**O QUE FAZER**
Transcreva todas as linhas dos dados abaixo, sem alterar nenhuma delas.
──────── TRECHOS DOS DADOS ────────
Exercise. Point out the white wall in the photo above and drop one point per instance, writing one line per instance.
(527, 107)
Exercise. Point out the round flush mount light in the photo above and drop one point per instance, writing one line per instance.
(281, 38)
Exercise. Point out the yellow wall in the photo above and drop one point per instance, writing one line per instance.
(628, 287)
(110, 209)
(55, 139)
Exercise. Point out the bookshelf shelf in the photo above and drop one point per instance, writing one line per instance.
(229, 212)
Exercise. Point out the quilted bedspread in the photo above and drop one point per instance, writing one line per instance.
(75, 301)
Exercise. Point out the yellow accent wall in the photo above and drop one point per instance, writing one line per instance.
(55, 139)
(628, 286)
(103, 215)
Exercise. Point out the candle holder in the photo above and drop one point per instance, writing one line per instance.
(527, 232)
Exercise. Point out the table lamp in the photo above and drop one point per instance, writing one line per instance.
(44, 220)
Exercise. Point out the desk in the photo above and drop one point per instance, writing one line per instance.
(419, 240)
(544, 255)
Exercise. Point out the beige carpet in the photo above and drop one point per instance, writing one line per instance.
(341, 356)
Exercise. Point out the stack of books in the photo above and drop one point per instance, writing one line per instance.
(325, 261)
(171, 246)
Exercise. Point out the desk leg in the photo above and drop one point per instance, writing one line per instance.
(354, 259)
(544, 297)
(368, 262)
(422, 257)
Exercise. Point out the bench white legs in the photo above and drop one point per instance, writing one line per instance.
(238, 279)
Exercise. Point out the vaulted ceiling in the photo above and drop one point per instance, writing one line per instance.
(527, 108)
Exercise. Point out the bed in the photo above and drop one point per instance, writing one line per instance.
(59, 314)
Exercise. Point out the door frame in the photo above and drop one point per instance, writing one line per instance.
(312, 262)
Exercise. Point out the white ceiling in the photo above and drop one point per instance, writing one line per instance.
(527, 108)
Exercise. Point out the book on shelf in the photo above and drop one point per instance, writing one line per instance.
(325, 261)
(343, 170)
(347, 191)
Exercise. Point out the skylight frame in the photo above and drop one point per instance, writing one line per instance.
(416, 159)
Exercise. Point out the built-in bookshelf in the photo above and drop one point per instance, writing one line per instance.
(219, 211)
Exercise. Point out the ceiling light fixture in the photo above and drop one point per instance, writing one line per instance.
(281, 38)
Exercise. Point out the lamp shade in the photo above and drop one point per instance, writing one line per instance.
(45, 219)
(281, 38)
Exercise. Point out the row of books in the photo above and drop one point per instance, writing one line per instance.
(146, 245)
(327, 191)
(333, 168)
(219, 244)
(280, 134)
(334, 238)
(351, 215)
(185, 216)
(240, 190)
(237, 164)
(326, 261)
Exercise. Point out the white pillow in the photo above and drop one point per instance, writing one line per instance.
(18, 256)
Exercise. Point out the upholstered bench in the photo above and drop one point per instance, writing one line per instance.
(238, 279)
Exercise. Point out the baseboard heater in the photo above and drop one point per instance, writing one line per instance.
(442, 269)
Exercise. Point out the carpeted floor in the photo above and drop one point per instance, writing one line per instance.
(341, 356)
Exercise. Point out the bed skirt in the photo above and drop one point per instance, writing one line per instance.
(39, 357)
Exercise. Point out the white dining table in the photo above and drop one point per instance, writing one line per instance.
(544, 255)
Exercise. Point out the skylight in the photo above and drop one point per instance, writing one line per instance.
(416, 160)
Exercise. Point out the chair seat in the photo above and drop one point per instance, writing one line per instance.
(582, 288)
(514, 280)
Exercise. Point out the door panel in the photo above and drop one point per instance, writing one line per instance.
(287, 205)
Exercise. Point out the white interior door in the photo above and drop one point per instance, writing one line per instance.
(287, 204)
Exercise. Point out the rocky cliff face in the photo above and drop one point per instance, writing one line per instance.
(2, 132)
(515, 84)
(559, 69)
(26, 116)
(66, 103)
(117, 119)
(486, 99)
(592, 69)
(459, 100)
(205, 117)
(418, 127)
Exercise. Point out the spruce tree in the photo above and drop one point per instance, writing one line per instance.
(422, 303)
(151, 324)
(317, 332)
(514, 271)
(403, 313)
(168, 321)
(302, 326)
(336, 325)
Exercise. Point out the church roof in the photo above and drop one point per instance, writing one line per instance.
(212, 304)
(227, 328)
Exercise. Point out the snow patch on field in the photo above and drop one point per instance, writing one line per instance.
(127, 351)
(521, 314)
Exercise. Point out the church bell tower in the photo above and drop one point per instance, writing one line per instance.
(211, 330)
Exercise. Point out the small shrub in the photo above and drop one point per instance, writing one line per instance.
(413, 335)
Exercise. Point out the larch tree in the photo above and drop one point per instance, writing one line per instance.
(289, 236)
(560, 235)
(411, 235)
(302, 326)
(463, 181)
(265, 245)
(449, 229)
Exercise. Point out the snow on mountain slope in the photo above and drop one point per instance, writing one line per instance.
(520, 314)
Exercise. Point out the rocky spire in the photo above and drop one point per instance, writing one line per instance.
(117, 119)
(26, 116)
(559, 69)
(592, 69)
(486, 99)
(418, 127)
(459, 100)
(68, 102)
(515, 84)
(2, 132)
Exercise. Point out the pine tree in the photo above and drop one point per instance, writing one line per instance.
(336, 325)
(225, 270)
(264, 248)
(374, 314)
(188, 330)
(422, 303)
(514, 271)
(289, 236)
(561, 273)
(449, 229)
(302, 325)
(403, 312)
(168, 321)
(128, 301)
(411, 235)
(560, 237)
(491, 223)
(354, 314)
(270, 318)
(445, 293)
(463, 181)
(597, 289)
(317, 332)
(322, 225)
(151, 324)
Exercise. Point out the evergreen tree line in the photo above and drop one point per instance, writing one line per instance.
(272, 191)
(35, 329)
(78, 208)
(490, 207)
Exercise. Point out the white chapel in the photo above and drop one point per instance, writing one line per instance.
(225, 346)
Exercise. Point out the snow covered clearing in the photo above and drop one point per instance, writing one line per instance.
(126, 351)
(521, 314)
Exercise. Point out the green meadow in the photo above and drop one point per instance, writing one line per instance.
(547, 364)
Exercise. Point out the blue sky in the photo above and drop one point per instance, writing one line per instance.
────────
**SOLUÇÃO DA TAREFA**
Exercise. Point out the white wall in the photo above and drop one point per instance, writing one line per instance.
(527, 107)
Exercise. Point out the round flush mount light in the photo above and drop one point per instance, writing one line per instance.
(281, 38)
Exercise. Point out the yellow wall in the photo above and drop one point per instance, writing one line per instance.
(628, 287)
(110, 209)
(55, 139)
Exercise. Point out the bookshelf shelf in the photo above and drop one point per instance, writing one line per instance.
(229, 212)
Exercise. Point out the quilted bedspread in the photo above and drop one point per instance, writing one line per instance.
(75, 301)
Exercise. Point out the yellow accent wall in the photo above and drop one point per instance, writing one line per instance.
(55, 139)
(628, 286)
(103, 215)
Exercise. Point out the candle holder in the photo above and drop one point per instance, writing one line per instance.
(527, 232)
Exercise. Point out the table lamp in the photo above and drop one point per instance, writing one line per instance.
(44, 220)
Exercise. Point out the desk in the photo above and drop one point per instance, writing one line per instance.
(419, 240)
(544, 255)
Exercise. Point out the beige carpet in the photo above and drop one point per instance, writing one line per instance.
(341, 356)
Exercise. Point out the stack of books in the photo above and drop one point per instance, writing one line per instance.
(325, 261)
(171, 246)
Exercise. Point out the desk leg in the photo above and drop one point per instance, writing one line per instance.
(354, 259)
(544, 297)
(368, 262)
(422, 257)
Exercise. Point out the bench white legs in the photo above and drop one point per instance, writing one line per instance.
(238, 279)
Exercise. Point out the vaulted ceiling in the photo above and drop one point per instance, writing one line per instance.
(527, 108)
Exercise. Point out the bed in the photo above and drop one point per instance, writing one line per instance.
(59, 314)
Exercise. Point out the door frame in the photo above and drop one point per instance, writing one line per instance.
(312, 262)
Exercise. Point out the white ceiling in the photo above and drop one point per instance, writing one line per instance.
(527, 108)
Exercise. Point out the book on shelf in the photo above and drop one point per instance, writing one line per instance.
(325, 261)
(343, 170)
(347, 191)
Exercise. Point out the skylight frame in the photo above and drop one point per instance, writing one line per instance.
(416, 159)
Exercise. Point out the built-in bookshelf in the photo above and drop one point per instance, writing one line per instance.
(219, 211)
Exercise. Point out the ceiling light fixture in the photo above and drop one point per instance, writing one line per instance.
(281, 38)
Exercise. Point out the lamp shade in the photo above and drop one point per instance, writing one line per instance.
(45, 219)
(281, 38)
Exercise. Point out the row of books in the photo above and drop one point per instance, writing one line per instance.
(146, 245)
(327, 191)
(333, 168)
(219, 244)
(280, 134)
(334, 238)
(351, 215)
(185, 216)
(240, 190)
(237, 164)
(326, 261)
Exercise. Point out the white pillow in the photo above and drop one point per instance, writing one line per instance.
(18, 256)
Exercise. Point out the upholstered bench in the photo above and drop one point per instance, writing one line per instance.
(238, 279)
Exercise. Point out the baseboard heater in the photo above and drop one point per instance, writing one line per instance.
(442, 269)
Exercise. Point out the carpeted floor in the photo above and drop one point per instance, writing one line per instance.
(341, 356)
Exercise. Point out the bed skirt in the photo above and drop one point per instance, writing one line per instance.
(39, 357)
Exercise. Point out the white dining table in the photo above and drop one point per instance, writing one line per instance.
(544, 255)
Exercise. Point out the skylight in the photo above and drop one point per instance, writing one line per instance.
(416, 160)
Exercise. Point out the chair seat in the photo above and drop one point per instance, writing one line per instance.
(582, 288)
(514, 280)
Exercise. Point out the door panel in the photo above and drop one point per instance, writing one line per instance.
(287, 205)
Exercise. Point out the white interior door in the photo above and drop one point per instance, writing one line per instance.
(287, 204)
Exercise. Point out the rocky cliff face in the photo above and drop one point per instance, writing one line per instance.
(2, 132)
(515, 84)
(559, 69)
(26, 116)
(66, 103)
(117, 119)
(486, 99)
(592, 69)
(459, 100)
(205, 117)
(418, 127)
Exercise. Point out the spruce tree in the photo above and drop one point per instance, writing one line per instance.
(422, 303)
(151, 324)
(317, 332)
(514, 271)
(403, 313)
(168, 321)
(302, 326)
(336, 325)
Exercise. Point out the church roof in the photo above and drop one point per instance, writing one line per instance.
(212, 304)
(227, 328)
Exercise. Point out the snow patch on field in the photo above and drop one point per instance, writing one line per instance.
(127, 351)
(521, 314)
Exercise. Point out the church bell tower in the photo above and drop one point per instance, writing one line per instance.
(211, 330)
Exercise. Point out the small shrub in the photo above and drop one point per instance, writing one line per instance.
(413, 335)
Exercise. Point out the larch tree in the photo above and drop one point per instance, writing one line per instance.
(289, 236)
(560, 235)
(411, 235)
(302, 326)
(463, 181)
(265, 245)
(449, 229)
Exercise. Point out the snow on mountain slope in the photo above and drop one point per instance, writing one line per instance.
(520, 314)
Exercise. Point out the rocky spire in the photo above and drop one point per instance, writing one line per instance.
(117, 119)
(26, 116)
(559, 69)
(592, 69)
(486, 99)
(418, 127)
(459, 100)
(68, 102)
(515, 84)
(2, 132)
Exercise. Point out the pine tree in the photo above and drop one point per instance, writing one line per instance.
(336, 325)
(225, 270)
(264, 248)
(374, 314)
(188, 330)
(422, 303)
(514, 271)
(289, 236)
(561, 273)
(449, 229)
(302, 325)
(403, 312)
(168, 321)
(128, 301)
(411, 235)
(560, 237)
(491, 223)
(354, 314)
(270, 318)
(445, 293)
(463, 181)
(597, 289)
(317, 332)
(322, 225)
(151, 324)
Exercise. Point out the evergreen tree line in the photo above and drop one point per instance, writing one line per instance.
(272, 191)
(35, 329)
(78, 208)
(490, 207)
Exercise. Point out the white chapel in the photo above and drop one point per instance, writing one line per instance.
(225, 346)
Exercise. Point out the snow covered clearing in the photo above and drop one point per instance, writing one line per instance.
(126, 351)
(521, 314)
Exercise. Point out the green meadow in the photo above and drop one point per instance, writing one line per instance.
(547, 364)
Exercise. Point out the blue sky in the photo above and drop one point per instance, writing one line per instance.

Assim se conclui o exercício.